▶ Problems and tasks:
- A) In the post about the motorcycle's charging problems, what did the two people who insisted on helping do to the bike?
- B) Proceed with the post about the motorcycle's charging problems, picking up after its last sentence.

I have just replaced my stator. I replaced the reg/rectifier earlier this year. I replaced the battery one year ago in October.

I firmly believe what started the problem. Two guys that I told I didn't need help, but they pressured me to let them help. They hooked a battery backwards to my bike. A lot of people believe that's what shortened the life of the rectifier and stator.

But keep this in mind. The connections for the regulator/rectifier are not waterproof. I had done a lot of rainy riding and I first found a burnt connector on the discharge side of the reg/rect. My mechanic told me I needed to replace the reg/rect so I did but I soldered the wires and made them waterproof. I didn't do this on the stator side of the reg/rect and a few months later, when the bike quit charging again, I found that connector burnt, so I cut it out and soldered and waterproofed it.

Two days after we got back from a 700 mile round trip to Red River, NM, my bike quit charging again. This time though, I have a voltage meter on the bike, so I was aware of the problem before the bike could strand me someplace. Get one of those btw.

▶ Stored dataset items:
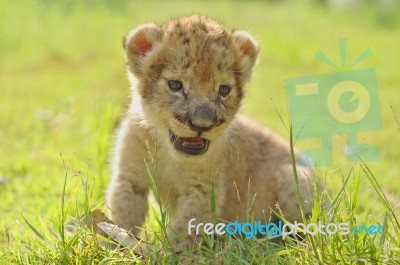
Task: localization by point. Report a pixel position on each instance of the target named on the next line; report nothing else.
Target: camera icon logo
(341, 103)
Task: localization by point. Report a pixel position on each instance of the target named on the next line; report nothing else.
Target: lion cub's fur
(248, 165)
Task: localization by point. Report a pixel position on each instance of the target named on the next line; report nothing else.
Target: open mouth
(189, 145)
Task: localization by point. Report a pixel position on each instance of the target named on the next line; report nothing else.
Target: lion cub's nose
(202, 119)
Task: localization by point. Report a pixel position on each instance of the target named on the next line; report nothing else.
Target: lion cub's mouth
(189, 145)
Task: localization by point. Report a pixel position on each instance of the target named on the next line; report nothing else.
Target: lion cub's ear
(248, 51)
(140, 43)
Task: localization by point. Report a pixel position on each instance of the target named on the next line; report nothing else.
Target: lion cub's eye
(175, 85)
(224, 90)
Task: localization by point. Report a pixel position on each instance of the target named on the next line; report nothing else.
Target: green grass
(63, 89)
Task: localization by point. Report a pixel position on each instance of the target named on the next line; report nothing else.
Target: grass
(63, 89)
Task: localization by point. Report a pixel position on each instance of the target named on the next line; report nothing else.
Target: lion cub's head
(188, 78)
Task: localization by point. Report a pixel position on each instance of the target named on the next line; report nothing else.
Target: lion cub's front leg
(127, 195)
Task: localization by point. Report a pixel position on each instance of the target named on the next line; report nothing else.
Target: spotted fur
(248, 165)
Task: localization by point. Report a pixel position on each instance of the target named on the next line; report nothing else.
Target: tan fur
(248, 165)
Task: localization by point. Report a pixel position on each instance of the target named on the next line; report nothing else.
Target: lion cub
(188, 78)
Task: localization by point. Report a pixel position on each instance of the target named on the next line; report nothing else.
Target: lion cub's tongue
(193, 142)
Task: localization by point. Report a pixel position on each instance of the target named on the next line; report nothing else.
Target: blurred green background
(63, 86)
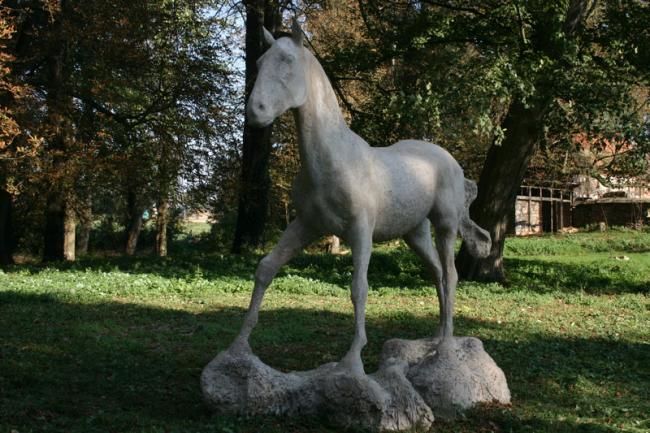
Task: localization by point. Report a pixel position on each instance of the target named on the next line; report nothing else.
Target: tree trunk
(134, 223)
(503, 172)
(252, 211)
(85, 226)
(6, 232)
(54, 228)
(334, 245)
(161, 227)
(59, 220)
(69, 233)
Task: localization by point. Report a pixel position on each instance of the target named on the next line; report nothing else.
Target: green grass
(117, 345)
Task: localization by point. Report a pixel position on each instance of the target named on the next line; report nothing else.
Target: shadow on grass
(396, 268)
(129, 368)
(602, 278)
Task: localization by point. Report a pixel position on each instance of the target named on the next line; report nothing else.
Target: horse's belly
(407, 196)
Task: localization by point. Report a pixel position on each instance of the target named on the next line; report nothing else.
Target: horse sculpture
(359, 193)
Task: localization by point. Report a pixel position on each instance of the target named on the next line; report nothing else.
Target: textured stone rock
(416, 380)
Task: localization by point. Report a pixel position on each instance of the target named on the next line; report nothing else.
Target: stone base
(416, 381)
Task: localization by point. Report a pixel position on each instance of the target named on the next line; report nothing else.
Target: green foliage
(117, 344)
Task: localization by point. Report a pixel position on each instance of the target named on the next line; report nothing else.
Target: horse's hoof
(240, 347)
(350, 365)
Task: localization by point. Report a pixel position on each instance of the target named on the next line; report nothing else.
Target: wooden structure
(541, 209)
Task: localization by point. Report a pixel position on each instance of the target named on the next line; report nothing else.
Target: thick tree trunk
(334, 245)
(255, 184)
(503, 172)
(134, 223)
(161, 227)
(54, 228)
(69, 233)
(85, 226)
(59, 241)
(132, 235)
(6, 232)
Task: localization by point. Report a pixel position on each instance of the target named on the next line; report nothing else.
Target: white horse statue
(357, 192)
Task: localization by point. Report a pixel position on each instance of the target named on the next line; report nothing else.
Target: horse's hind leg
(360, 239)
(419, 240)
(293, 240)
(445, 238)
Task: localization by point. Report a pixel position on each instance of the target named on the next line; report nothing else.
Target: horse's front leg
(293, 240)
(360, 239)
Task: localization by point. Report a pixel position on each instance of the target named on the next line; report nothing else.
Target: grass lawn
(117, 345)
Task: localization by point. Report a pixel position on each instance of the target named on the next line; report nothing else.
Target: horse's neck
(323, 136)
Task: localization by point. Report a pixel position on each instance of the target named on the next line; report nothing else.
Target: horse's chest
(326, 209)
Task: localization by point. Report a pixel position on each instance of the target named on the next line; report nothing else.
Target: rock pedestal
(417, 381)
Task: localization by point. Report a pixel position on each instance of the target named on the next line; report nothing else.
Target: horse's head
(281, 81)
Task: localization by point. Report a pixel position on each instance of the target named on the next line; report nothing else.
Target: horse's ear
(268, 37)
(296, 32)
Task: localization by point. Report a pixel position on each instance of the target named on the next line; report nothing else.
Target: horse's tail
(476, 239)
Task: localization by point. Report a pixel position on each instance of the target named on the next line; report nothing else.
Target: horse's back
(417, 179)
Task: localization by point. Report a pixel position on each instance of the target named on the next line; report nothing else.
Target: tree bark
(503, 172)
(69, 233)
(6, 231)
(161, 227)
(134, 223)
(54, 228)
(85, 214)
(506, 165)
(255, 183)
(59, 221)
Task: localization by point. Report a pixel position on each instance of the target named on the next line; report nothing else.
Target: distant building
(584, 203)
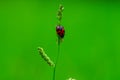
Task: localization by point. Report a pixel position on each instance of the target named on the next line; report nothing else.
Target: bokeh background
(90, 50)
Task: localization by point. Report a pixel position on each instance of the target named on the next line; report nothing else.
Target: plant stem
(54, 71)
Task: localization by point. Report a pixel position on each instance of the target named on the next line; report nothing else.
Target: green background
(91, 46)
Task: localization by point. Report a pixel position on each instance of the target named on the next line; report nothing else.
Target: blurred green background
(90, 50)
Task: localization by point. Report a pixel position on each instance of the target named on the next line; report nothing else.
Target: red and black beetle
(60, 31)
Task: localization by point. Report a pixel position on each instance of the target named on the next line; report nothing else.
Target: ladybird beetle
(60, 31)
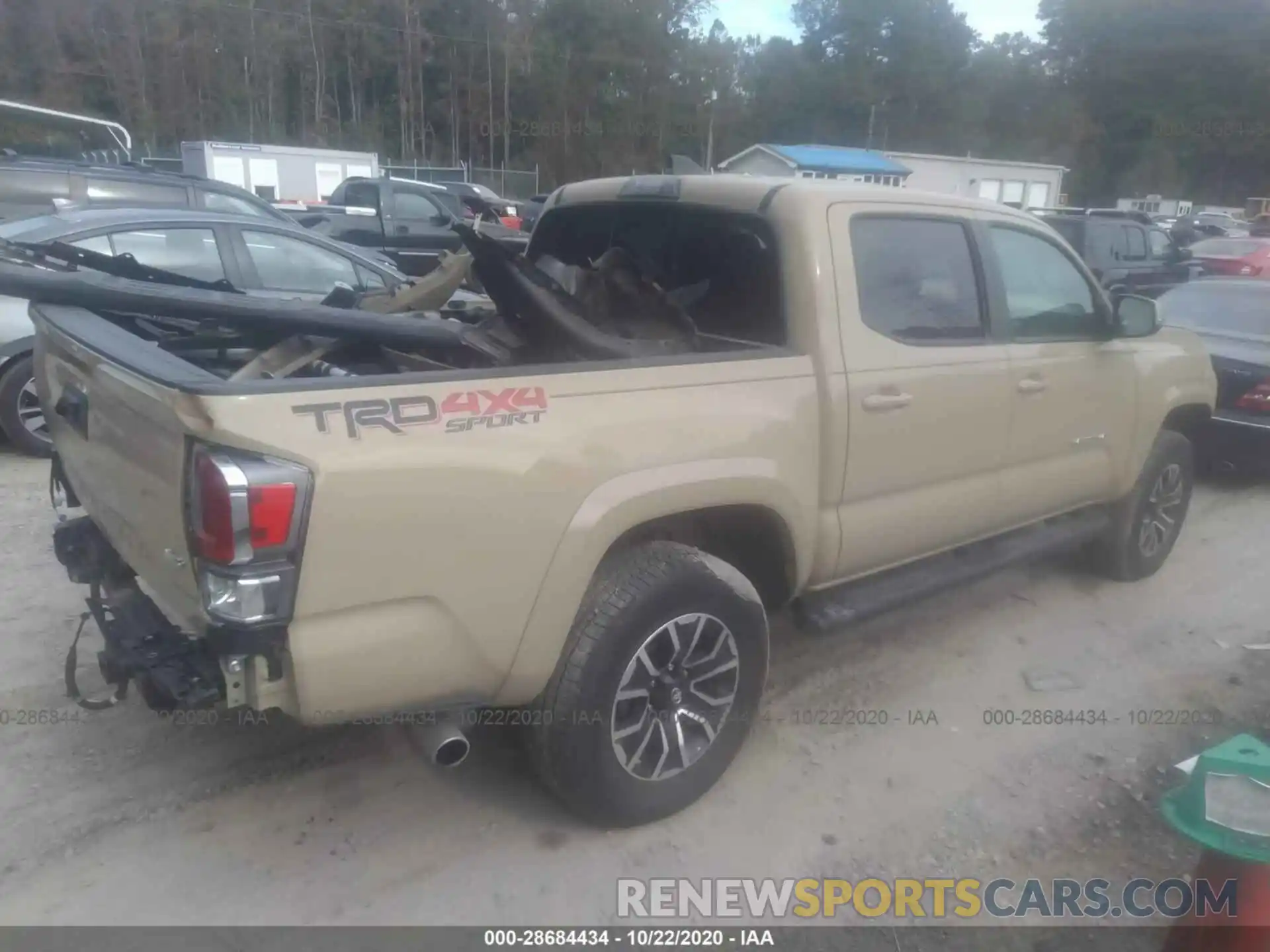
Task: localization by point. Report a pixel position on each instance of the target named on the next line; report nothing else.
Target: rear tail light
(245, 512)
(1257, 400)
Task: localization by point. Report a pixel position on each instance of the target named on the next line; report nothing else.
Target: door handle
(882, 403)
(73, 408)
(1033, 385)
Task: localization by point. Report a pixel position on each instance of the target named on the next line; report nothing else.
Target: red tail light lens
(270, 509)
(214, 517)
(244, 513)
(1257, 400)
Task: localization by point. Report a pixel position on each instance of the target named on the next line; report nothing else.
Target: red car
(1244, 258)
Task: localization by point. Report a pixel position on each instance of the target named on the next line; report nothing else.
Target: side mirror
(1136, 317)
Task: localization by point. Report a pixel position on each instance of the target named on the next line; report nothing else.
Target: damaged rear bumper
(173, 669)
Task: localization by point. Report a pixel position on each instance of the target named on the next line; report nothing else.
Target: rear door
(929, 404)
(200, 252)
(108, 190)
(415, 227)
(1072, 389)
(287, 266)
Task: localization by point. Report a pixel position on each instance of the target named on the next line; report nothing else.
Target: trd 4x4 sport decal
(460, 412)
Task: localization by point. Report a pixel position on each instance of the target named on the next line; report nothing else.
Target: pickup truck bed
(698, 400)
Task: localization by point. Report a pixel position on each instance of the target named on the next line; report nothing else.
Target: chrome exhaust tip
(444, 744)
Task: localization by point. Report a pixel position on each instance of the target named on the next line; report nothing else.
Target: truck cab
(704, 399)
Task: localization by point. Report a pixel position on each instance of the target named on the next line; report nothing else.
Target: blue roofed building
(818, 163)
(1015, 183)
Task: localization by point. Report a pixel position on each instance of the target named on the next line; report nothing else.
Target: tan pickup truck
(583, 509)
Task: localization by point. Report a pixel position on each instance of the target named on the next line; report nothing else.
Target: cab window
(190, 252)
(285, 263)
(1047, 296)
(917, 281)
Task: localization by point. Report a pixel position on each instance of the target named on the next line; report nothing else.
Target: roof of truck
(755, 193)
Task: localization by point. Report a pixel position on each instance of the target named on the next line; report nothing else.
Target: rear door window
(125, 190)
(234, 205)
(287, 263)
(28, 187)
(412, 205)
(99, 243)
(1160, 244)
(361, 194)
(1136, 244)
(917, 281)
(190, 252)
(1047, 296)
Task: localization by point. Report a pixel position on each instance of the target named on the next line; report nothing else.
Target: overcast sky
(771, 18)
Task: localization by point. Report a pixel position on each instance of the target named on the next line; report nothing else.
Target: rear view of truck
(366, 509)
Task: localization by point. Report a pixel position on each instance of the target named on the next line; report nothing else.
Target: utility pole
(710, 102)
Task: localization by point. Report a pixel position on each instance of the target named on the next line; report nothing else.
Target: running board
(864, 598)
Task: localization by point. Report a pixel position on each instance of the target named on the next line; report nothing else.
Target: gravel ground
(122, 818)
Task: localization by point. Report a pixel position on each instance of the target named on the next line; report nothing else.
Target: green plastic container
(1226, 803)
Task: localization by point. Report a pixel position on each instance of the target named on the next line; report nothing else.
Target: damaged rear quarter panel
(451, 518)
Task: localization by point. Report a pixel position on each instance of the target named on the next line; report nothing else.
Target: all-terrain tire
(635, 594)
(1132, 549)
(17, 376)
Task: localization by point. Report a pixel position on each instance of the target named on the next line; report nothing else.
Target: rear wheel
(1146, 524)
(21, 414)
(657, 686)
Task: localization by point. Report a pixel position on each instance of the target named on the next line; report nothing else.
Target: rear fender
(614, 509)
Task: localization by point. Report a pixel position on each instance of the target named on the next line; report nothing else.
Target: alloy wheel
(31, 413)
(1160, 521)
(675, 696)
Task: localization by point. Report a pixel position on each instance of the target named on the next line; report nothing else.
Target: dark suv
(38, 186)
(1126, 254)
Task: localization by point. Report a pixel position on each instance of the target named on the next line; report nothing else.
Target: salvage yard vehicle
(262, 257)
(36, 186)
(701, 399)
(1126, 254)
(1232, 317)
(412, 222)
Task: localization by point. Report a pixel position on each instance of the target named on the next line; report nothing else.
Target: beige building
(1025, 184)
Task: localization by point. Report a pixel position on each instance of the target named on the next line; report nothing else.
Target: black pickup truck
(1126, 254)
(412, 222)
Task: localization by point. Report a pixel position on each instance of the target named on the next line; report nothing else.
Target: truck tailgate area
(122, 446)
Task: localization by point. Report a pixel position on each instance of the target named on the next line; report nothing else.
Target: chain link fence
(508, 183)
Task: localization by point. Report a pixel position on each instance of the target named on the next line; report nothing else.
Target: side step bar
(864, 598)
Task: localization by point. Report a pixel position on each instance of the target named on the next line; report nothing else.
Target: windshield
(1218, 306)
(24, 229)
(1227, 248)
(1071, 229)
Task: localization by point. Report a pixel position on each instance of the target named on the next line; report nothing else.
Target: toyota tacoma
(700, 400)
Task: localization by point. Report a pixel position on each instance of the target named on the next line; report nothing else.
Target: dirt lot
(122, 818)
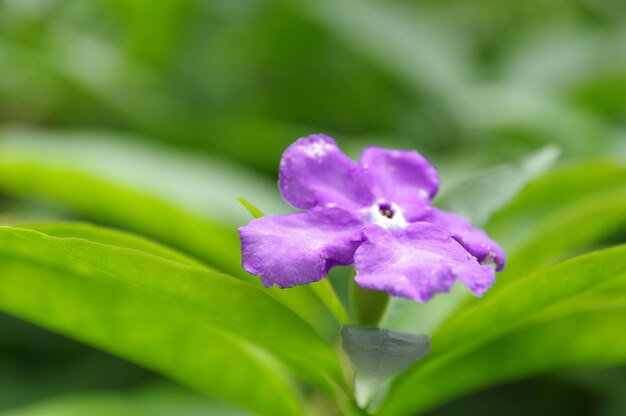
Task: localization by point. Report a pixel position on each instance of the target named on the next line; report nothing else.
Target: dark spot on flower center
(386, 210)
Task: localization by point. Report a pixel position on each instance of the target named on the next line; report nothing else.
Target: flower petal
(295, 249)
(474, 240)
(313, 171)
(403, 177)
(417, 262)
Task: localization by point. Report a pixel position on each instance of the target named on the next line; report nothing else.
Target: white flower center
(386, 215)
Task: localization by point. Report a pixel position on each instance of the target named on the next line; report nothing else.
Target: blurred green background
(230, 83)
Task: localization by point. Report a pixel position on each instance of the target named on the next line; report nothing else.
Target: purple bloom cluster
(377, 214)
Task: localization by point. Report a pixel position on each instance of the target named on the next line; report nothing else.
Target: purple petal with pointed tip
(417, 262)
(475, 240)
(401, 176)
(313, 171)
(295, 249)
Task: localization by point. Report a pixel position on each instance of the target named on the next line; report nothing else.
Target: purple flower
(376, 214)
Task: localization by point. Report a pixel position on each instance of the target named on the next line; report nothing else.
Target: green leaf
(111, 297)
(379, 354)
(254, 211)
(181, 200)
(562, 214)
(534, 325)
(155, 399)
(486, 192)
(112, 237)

▶ Final answers:
- A) They hooked a battery to it backwards.

- B)
When I checked the old stator after I replaced it, I found the stator good but the pulse signal generator bad. It's required that you replace both btw. You have to, they are joined at the grommet.

Ok well, the battery cost $60 last year and I replaced it myself.
The reg/rect cost $140 through my mechanic and I replaced it myself.
Got the stator online for $173 shipped and they advertise a better stator that puts out 20% more power.
Not counting little things like solder, tape, heatshrink and such, I'm out a little less than $375 on my charging system.
I hope it's a done deal.
Again, some think the problems began when the battery was hooked up wrong, but I lean to believe the sub-standard Suzuki connections may have a hand in this.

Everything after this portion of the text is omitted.